Oops. Some typos in the index. They are corrected in below.
x[0] = x0
x[1] = y0
x[2] = 0
x[3] = 0
x[4] = lambdaval
Note that these initial values are randomly picked. Ideally, you should make
sure the initial condition is consistent for DAEs. In other words, the
algebraic equations (the last equation in your case) should be satisfied when
you choose initial values.
Hong
> On Jan 25, 2022, at 2:29 PM, Zhang, Hong via petsc-users
> <[email protected]> wrote:
>
> The following code should work.
>
> class Pendulum(object):
> n = 5
> comm = PETSc.COMM_SELF
> l = 1.0
> m = 1.0
> g = 1.0
> def initialCondition(self, x):
> # mu = self.mu_
> #initial condition
> theta0= np.pi/3 #starting angle
> x0=np.sin(theta0)

Problem 1 ▸ In the pendulum thread, what does it mean for the initial condition of a DAE to be consistent? Please answer in one to three sentences.
Problem 2 ▸ Write the next part of the pendulum thread, starting after its final line of code.

Entries provided ▸
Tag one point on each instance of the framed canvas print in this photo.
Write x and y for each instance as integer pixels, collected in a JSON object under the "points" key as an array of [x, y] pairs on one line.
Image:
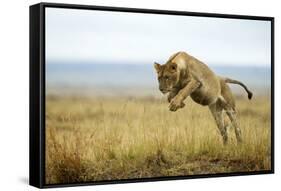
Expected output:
{"points": [[128, 95]]}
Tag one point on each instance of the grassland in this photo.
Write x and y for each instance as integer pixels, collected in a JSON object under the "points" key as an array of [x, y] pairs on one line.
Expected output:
{"points": [[92, 139]]}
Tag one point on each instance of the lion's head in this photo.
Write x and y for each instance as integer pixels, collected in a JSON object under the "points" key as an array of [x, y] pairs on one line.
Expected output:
{"points": [[168, 76]]}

Exercise output 1 ▸ A consistent initial condition means the chosen initial values satisfy the algebraic equations of the DAE, which in this case is the last equation. The values in the reply were picked at random, so ideally they should be chosen to meet that requirement.

Exercise output 2 ▸
> y0=-(self.l-x0**2)**.5
> lambdaval = 0.1
> x[0] = x0
> x[1] = y0
> x[2] = 0
> x[4] = 0
> x[5] = lambdaval
> x.assemble()
>
> def evalIFunction(self, ts, t, x, xdot, f):
> f[0] = x[2]-xdot[0]
> f[1] = x[3]-xdot[1]
> f[2] = -xdot[2]+x[4]*x[0]/self.m
> f[3] = -xdot[3]+x[4]*x[1]/self.m-self.g
> f[4] = [x[2]**2 + x[3]**2 + (x[0]**2 + x[1]**2)/self.m*x[4] - x[1] *
> self.g]
> f.assemble()
>
> You do not need to initialize xdot. Only x needs to be initialized.
>
> Hong
>
>> On Jan 25, 2022, at 12:03 AM, Xiong, Jing via petsc-users
>> <[email protected]> wrote:
>>
>> Good morning,
>>
>> Thanks for all your help.
>> I'm trying to implement a toy example solving a DAE for a Pendulum system
>> and I got two questions:
>> • How to set the initial value for xdot?
>> • I got the following error information:
>> • Assertion failed: (!PyErr_Occurred()), function
>> __Pyx_PyCFunction_FastCall, file src/petsc4py.PETSc.c, line 359099.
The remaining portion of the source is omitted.